▶ **Problem to work on**
Pull out every line of the entries below that contains the word "rocky". Matches must have the same uppercase and lowercase letters.

▶ **Records for processing**
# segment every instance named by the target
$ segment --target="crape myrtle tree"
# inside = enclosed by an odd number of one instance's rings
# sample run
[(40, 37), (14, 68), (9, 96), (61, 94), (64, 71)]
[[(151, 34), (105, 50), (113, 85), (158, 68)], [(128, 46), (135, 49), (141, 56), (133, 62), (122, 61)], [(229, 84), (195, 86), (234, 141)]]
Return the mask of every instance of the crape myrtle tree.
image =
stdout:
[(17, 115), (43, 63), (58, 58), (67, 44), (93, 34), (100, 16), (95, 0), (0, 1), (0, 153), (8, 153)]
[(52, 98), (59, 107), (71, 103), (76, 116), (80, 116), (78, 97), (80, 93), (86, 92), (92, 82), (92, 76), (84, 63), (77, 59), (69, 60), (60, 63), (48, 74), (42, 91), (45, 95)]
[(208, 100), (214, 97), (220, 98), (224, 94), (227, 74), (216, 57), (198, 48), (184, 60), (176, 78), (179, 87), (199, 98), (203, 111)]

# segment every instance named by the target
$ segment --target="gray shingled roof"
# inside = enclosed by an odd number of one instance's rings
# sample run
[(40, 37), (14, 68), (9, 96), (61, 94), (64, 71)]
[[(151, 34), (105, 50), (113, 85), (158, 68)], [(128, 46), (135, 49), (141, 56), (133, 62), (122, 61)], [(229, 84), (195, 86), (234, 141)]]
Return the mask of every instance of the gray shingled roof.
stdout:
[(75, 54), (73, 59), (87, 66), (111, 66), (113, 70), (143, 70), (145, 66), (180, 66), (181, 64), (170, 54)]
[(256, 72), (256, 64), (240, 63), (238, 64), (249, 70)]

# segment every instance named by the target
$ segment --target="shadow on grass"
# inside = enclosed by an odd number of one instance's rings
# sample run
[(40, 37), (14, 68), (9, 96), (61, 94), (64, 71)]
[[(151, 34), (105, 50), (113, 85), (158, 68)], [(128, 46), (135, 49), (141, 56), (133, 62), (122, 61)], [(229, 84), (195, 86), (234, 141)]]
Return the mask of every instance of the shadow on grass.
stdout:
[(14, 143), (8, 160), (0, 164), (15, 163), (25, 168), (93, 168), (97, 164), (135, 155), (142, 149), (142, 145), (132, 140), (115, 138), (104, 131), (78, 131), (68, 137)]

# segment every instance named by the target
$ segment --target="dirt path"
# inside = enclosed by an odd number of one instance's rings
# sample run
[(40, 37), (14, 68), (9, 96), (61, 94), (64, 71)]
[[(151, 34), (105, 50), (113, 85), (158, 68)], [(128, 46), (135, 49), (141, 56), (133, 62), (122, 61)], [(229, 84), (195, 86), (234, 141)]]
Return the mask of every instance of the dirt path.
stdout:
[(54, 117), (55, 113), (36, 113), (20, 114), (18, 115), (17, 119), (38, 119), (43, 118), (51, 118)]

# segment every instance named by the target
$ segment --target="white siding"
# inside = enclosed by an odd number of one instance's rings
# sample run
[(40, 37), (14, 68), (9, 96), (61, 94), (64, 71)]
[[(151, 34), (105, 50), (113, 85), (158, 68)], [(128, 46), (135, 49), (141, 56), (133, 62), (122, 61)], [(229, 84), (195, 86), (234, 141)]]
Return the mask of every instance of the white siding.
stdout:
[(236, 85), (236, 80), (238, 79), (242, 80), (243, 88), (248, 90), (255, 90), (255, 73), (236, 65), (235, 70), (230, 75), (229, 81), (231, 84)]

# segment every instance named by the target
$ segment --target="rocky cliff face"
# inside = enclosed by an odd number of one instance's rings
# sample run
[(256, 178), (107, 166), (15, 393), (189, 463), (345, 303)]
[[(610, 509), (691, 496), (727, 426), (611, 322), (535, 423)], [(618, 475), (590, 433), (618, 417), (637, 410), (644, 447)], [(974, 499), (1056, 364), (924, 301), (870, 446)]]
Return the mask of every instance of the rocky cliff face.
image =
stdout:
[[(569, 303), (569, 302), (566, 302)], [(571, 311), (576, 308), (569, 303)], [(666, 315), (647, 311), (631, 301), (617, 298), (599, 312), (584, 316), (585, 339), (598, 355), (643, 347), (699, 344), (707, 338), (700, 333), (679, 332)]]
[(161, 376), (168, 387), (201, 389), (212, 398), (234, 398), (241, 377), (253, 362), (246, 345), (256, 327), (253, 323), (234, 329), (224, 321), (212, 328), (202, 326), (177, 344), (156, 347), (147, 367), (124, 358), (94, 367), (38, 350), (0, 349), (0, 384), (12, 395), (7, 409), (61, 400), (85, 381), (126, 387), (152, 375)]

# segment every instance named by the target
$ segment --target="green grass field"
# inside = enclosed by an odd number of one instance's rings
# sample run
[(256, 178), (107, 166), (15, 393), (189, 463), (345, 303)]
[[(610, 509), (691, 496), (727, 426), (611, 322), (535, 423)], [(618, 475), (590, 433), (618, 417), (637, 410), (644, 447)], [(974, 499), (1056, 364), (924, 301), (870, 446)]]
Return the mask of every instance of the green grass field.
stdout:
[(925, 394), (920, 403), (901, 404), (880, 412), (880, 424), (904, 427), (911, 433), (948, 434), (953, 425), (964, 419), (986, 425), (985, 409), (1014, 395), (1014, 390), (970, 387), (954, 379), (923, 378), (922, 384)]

---

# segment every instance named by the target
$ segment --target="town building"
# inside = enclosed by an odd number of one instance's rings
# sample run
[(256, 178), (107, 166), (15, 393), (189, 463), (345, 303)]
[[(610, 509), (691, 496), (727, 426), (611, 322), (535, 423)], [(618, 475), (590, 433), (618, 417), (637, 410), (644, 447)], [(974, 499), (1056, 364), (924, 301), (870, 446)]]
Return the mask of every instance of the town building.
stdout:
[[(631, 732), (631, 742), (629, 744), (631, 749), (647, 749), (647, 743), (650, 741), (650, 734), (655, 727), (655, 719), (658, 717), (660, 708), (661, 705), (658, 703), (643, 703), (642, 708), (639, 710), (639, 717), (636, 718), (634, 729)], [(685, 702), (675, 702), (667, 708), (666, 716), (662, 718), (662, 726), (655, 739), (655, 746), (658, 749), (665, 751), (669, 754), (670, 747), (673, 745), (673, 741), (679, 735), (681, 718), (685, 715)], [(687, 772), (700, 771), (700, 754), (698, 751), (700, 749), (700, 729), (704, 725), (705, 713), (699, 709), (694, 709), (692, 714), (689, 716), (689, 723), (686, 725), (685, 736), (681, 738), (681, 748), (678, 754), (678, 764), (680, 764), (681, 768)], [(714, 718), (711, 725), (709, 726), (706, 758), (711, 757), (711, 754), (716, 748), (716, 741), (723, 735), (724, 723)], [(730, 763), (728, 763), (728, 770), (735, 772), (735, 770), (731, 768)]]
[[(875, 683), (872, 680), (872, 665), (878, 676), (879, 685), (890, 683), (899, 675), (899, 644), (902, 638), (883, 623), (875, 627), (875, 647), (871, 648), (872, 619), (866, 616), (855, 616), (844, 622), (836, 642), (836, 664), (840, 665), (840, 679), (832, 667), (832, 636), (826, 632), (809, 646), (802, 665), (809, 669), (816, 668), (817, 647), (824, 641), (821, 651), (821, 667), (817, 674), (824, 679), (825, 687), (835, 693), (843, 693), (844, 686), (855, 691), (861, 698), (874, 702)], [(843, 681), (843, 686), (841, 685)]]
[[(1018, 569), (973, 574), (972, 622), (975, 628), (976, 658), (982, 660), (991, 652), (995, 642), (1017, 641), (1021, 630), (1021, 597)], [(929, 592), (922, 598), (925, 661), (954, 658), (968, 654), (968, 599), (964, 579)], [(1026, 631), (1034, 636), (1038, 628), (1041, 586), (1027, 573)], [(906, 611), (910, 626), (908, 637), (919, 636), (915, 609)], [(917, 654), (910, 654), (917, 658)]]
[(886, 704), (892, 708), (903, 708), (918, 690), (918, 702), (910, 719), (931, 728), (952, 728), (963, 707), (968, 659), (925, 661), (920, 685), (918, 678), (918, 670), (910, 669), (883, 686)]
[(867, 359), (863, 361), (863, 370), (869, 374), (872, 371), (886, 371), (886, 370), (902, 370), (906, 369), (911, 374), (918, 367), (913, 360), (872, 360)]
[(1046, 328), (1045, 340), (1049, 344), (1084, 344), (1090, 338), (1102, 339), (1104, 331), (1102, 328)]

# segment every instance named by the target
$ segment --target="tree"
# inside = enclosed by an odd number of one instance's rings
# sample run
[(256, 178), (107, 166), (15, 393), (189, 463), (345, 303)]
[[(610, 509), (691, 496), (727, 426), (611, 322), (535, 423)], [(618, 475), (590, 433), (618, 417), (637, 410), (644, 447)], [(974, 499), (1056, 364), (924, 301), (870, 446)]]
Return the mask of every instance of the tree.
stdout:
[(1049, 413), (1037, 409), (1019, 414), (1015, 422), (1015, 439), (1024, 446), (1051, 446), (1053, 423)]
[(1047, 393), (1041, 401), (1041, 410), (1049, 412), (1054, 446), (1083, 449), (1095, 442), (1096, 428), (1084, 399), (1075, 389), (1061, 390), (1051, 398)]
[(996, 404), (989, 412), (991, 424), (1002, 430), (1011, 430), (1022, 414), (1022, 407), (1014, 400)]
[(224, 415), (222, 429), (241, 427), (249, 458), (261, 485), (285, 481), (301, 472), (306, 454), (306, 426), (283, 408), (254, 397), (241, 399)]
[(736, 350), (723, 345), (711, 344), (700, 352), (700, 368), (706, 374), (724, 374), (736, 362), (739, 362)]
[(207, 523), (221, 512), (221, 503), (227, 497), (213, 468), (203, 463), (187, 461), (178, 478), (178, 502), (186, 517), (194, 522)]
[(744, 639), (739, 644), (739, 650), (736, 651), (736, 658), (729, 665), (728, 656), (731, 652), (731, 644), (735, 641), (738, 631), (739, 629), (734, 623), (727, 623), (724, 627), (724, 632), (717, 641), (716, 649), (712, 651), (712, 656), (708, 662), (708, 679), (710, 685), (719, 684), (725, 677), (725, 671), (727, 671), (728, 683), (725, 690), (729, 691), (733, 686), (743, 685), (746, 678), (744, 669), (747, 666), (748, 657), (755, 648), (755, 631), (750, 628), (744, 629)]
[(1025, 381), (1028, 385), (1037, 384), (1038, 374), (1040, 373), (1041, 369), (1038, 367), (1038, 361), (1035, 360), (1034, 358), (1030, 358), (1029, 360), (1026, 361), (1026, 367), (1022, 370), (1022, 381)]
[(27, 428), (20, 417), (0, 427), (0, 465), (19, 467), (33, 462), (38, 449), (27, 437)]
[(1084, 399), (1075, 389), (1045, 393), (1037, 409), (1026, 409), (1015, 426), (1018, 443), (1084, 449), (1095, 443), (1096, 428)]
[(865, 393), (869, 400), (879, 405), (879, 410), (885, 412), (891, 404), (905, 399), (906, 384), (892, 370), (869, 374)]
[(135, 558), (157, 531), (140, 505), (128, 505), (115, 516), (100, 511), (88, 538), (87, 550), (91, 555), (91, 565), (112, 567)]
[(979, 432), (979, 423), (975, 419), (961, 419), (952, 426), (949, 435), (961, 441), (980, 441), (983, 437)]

▶ **Answer to this problem**
$ segment --target="rocky cliff face"
Return the mask of every instance of the rocky cliff face.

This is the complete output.